- _Instructions for the task_
Count the lines below that contain the word "beach", and give only the number.
━━━
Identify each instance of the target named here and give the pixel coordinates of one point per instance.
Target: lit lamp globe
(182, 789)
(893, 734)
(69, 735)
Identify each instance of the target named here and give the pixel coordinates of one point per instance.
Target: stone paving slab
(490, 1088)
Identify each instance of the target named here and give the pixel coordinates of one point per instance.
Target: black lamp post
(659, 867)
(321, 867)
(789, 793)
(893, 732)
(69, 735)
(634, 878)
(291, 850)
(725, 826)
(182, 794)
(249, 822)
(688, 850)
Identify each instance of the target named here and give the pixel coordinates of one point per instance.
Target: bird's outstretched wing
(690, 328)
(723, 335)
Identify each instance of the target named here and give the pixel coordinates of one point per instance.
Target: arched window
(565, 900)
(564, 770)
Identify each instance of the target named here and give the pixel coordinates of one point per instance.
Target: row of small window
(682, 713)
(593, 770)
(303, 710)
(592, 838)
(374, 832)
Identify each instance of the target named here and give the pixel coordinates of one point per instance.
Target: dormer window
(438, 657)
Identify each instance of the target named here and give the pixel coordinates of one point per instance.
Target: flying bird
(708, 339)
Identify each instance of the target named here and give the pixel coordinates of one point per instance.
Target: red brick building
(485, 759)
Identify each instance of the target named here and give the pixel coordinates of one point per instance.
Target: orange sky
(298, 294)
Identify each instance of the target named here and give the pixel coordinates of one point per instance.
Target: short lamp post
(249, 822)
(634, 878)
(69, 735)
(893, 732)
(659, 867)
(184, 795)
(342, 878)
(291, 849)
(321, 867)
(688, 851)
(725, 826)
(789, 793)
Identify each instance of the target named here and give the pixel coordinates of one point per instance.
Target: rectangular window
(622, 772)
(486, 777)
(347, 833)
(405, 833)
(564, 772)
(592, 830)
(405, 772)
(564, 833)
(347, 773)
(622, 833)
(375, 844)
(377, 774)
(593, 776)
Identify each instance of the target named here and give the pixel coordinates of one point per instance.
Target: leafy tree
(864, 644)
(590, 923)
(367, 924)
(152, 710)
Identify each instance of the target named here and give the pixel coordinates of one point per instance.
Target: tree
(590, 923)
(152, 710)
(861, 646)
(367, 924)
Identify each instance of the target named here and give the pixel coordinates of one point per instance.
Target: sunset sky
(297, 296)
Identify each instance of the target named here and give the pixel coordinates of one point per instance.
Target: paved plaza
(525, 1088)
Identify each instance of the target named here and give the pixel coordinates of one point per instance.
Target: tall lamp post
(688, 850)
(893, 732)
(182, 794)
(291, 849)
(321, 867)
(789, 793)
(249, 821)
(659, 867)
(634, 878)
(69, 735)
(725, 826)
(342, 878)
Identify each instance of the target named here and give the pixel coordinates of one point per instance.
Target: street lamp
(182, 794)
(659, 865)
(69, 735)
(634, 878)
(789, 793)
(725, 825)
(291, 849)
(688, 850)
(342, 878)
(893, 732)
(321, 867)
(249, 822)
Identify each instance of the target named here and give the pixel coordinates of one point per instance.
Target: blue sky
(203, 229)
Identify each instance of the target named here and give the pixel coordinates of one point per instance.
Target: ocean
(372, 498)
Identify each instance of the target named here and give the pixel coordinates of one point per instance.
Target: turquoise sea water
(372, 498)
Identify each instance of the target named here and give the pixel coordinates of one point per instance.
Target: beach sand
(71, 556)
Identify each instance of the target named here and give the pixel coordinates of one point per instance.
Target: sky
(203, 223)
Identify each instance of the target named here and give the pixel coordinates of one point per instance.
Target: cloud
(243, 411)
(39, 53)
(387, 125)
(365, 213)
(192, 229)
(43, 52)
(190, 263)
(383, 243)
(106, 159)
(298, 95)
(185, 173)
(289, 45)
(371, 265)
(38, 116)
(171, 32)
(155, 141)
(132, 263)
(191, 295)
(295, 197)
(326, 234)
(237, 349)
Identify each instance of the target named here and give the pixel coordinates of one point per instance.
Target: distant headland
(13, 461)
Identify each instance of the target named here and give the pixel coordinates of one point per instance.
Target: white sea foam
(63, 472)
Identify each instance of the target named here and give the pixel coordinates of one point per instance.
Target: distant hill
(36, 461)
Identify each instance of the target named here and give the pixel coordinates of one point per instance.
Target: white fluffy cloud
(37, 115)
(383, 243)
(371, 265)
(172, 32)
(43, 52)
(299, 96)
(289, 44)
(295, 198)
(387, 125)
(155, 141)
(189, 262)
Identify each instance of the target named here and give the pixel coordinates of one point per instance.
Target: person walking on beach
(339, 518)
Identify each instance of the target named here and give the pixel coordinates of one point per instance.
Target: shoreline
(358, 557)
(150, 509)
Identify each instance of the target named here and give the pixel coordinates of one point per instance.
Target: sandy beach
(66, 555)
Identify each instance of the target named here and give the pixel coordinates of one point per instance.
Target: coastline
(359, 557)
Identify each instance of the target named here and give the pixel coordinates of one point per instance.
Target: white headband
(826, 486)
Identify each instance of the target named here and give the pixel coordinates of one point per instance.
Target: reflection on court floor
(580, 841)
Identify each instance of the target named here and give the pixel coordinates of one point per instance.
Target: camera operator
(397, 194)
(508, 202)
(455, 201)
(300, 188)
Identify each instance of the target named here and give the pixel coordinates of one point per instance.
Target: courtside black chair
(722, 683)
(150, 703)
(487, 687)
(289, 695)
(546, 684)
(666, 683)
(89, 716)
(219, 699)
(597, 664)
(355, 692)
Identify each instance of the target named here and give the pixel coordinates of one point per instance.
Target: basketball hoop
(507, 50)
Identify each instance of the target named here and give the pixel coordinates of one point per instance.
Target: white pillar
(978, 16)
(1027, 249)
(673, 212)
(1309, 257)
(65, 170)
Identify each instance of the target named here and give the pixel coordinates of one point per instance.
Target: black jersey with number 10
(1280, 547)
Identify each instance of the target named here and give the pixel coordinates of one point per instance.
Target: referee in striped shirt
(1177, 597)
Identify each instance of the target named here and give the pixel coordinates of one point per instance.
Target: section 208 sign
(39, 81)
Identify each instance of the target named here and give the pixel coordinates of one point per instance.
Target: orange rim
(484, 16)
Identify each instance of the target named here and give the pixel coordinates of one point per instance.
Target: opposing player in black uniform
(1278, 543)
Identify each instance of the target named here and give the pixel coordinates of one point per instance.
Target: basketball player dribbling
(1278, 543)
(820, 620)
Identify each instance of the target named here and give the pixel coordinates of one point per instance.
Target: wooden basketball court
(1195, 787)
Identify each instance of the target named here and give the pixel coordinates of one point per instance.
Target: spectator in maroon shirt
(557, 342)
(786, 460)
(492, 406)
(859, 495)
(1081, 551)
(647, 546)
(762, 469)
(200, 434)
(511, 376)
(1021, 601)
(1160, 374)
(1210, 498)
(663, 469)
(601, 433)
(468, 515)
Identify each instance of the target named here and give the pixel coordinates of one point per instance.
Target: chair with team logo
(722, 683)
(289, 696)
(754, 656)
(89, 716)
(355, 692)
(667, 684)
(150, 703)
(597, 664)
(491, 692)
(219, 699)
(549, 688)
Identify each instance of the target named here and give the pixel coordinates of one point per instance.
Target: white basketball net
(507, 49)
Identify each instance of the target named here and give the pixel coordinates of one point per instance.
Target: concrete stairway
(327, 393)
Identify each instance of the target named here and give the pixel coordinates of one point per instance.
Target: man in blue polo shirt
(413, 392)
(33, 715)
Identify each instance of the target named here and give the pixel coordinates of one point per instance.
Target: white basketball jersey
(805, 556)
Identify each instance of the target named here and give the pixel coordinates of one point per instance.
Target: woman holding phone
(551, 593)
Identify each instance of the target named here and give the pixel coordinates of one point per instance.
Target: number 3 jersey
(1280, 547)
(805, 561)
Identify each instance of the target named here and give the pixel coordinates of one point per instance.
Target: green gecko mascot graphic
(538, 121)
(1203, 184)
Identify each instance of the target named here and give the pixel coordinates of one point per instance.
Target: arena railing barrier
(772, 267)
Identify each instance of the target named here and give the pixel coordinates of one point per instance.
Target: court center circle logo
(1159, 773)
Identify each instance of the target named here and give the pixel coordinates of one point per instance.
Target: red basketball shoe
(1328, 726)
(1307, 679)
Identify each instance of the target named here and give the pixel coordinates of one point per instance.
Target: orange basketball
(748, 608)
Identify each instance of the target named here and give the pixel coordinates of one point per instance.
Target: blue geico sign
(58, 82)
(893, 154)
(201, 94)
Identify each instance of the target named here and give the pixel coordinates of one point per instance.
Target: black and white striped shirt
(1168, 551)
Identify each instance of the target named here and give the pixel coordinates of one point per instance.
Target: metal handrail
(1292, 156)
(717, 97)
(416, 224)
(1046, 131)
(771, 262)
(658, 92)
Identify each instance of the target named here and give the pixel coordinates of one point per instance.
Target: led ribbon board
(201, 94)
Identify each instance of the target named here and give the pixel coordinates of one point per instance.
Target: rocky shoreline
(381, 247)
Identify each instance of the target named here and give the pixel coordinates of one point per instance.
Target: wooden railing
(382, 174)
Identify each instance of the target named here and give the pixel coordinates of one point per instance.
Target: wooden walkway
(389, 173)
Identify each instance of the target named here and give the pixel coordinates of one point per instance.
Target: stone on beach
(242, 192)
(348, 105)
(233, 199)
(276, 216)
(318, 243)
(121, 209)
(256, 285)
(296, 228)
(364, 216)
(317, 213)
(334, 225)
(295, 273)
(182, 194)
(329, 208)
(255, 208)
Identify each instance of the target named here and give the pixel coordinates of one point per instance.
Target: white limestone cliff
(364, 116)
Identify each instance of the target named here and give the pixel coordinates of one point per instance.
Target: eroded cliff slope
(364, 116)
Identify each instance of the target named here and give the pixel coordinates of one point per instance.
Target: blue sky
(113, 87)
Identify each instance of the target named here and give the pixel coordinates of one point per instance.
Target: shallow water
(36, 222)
━━━
- _Written answer_
4